Please set down, word for word, the part of the passage below about Jackie and addiction that begins at the words "The close friend" and stops after "of her daughter.".

TEXT PASSAGE:
- - - -
If anything, working with Taylor and others grappling with addiction has taught Jackie compassion.
The problem was the stigma around drug use; the negative connotation and social isolation. People were afraid to ask for help because then everyone would know.
It is this denial and fear of reaching out that Jackie says becomes a barrier to care. The key was not to push the addicts aside as though they could get clean on their own. Everyone needed to talk about it in a more tolerant way.
After the event and the publication of an interview with Taylor in the local Seymour Tribune, word of Jackie’s story spread. People from all over the community began to confide in her. If she could talk about it, so could they.
Like the retired drug counselor whose 16-year-old grandson overdosed on heroin.
The mother whose son was depressed and started using. She told Jackie about his overdose before telling his father.
The close friend who only recently admitted to suffering from addiction for three years.
The two people who overdosed within one week. A young man and woman close to Taylor’s age. One died on Saturday, the other on Monday.
It could happen to anyone.
“You don’t know the circumstances that got them into it,” Jackie said.
A few weeks after the Harmony Park event, a young woman walked into Jackie’s office.
“Are you Jackie who knows my mom?”
It was the daughter of Jackie’s former coworker, who had been desperately seeking news of her daughter.
Jackie had never met the woman before but immediately hugged her.
“Your mom is worried sick about you,” she said.
Jackie still keeps naloxone kits in her underwear drawer. She also keeps some in her car and in her husband, John's, and her daughter’s cars. She keeps them for Taylor, although she doesn’t want to have to use it on him again, and for the community.
She didn’t replenish the kit right after Taylor’s overdose. She didn’t think she’d ever need it again, but after Harmony Park, people began calling her, asking if she had any or knew where to find them.
She carried one in her purse and one in her car. In September, when she flew to Florida for her wedding, she packed one, just in case.
She’s already given out more than 25, and the calls keep coming.
Usually people call after an overdose has already happened. They want to make sure they have it on hand for the next time.
Jackie tells them the naloxone isn’t enough; they need to get into counseling. They have to own up to it and stop lying.
If nothing else, people need to get it out in the open, to be able to say: “You can tell me anything. I just don’t want you to die.”
She tells Taylor that all the time.
Jackie is no longer the person she was before all this happened.
- - - -
RECORDS:
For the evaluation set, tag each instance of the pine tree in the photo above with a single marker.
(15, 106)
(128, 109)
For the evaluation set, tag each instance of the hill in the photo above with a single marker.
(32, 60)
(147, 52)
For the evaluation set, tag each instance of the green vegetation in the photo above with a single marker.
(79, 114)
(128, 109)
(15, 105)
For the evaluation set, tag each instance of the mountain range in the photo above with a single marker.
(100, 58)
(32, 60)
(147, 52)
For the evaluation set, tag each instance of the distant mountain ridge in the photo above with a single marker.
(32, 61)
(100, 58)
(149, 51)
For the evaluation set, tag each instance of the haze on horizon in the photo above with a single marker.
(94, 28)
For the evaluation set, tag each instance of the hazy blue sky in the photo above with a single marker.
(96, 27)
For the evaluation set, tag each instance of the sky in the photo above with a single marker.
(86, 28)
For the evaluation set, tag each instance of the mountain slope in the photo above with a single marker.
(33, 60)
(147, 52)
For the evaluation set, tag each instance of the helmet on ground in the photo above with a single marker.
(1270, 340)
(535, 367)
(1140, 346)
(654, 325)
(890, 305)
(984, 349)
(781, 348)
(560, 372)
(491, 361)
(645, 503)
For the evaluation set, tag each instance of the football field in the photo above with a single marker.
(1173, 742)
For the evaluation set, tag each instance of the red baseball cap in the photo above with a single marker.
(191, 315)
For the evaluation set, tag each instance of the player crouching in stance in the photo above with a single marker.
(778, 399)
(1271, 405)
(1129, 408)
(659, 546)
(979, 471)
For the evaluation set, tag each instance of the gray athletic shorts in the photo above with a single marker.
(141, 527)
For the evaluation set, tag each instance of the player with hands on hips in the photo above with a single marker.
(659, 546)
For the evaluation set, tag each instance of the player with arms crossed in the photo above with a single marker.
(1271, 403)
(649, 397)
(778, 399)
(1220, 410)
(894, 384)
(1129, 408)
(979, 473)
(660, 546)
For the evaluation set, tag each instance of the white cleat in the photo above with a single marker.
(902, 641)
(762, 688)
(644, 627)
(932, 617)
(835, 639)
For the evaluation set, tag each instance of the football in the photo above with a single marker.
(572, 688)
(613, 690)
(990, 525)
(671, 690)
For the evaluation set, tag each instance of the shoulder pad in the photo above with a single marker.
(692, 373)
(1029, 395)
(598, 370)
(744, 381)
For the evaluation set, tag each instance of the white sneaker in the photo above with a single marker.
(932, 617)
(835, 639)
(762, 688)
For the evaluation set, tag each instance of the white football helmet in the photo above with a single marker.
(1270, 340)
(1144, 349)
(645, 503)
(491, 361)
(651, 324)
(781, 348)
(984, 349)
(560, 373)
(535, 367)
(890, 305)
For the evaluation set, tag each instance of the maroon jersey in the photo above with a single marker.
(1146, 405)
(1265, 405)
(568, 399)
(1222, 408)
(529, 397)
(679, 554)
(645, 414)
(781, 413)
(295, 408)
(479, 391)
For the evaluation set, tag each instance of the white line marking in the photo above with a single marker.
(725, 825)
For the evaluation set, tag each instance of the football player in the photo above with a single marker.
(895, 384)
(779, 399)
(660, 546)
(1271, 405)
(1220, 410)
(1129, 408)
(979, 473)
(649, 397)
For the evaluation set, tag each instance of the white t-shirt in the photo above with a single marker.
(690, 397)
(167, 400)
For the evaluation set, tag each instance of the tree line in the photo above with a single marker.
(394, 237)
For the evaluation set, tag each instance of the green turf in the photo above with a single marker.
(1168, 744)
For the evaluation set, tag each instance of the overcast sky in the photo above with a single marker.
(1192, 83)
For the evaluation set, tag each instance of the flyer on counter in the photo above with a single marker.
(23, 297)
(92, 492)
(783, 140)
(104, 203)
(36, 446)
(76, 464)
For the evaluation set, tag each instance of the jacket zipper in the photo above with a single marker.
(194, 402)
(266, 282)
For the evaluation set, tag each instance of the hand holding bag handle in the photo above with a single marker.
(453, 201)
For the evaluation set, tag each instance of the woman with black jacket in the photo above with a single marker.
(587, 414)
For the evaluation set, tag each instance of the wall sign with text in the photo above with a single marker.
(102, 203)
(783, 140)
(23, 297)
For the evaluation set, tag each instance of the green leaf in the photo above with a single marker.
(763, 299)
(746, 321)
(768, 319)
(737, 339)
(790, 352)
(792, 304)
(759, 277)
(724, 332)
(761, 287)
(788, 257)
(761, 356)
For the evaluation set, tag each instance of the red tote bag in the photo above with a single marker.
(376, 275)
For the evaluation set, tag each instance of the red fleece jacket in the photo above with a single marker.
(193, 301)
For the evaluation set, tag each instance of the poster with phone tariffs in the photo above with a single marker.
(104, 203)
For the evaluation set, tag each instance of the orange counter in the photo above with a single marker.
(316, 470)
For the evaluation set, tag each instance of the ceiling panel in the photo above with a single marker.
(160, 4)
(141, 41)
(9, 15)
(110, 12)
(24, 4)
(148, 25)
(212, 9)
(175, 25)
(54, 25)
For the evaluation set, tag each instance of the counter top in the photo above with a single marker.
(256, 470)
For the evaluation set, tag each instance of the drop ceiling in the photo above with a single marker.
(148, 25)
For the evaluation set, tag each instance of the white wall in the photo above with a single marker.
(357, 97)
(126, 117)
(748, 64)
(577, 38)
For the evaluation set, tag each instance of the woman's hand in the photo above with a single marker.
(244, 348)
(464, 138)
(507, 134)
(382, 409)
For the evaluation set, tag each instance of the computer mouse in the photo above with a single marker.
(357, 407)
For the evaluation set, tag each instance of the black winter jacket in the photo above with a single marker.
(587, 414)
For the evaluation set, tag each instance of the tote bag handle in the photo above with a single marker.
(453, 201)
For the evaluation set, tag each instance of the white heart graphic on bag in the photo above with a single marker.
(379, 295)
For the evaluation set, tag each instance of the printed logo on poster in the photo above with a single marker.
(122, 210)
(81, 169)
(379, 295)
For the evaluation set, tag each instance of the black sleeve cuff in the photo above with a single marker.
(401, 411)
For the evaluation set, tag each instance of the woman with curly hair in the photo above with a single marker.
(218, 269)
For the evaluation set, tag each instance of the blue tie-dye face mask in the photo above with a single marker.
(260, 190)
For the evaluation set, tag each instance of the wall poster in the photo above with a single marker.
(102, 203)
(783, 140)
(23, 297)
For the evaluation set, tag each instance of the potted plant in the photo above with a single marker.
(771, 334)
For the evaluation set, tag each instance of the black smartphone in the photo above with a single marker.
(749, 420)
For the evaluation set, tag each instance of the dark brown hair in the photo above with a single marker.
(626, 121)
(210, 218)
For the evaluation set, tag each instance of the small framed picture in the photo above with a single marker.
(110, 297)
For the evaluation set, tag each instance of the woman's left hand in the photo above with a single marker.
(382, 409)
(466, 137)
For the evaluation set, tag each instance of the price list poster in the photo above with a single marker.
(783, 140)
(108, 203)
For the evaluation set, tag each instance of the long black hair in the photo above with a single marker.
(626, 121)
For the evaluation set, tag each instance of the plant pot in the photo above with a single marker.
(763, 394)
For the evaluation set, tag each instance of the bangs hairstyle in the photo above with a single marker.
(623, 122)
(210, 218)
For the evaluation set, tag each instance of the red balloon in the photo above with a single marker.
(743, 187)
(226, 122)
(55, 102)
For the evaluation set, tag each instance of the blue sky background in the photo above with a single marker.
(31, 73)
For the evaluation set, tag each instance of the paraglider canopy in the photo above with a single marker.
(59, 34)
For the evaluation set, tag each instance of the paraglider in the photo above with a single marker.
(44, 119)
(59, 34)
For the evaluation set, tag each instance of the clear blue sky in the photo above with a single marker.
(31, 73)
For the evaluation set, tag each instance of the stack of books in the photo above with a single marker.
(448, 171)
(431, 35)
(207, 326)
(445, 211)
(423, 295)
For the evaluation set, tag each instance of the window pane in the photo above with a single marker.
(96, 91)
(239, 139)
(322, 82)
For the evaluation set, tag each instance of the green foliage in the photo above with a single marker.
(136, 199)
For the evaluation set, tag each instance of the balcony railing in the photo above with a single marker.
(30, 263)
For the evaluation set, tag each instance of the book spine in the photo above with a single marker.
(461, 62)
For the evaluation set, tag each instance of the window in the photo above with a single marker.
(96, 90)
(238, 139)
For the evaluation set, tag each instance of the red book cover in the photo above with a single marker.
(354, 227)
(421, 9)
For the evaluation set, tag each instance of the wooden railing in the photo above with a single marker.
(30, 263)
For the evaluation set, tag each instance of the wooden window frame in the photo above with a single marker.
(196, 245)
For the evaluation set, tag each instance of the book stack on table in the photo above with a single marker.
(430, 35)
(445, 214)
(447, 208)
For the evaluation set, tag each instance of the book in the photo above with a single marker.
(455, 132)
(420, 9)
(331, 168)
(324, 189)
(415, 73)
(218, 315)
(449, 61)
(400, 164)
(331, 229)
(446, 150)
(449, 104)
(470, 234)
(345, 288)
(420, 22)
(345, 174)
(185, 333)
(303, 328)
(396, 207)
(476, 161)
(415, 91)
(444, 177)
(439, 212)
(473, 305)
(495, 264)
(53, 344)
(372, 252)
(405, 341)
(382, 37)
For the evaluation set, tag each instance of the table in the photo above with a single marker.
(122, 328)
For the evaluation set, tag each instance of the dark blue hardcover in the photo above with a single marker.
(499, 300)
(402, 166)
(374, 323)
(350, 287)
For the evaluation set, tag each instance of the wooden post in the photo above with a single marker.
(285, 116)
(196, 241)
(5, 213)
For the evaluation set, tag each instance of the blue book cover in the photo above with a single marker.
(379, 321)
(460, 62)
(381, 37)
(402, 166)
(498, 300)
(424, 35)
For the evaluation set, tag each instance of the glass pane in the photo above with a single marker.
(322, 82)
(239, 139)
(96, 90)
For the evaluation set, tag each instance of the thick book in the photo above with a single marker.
- - - -
WRITTEN RESPONSE:
The close friend who only recently admitted to suffering from addiction for three years.
The two people who overdosed within one week. A young man and woman close to Taylor’s age. One died on Saturday, the other on Monday.
It could happen to anyone.
“You don’t know the circumstances that got them into it,” Jackie said.
A few weeks after the Harmony Park event, a young woman walked into Jackie’s office.
“Are you Jackie who knows my mom?”
It was the daughter of Jackie’s former coworker, who had been desperately seeking news of her daughter.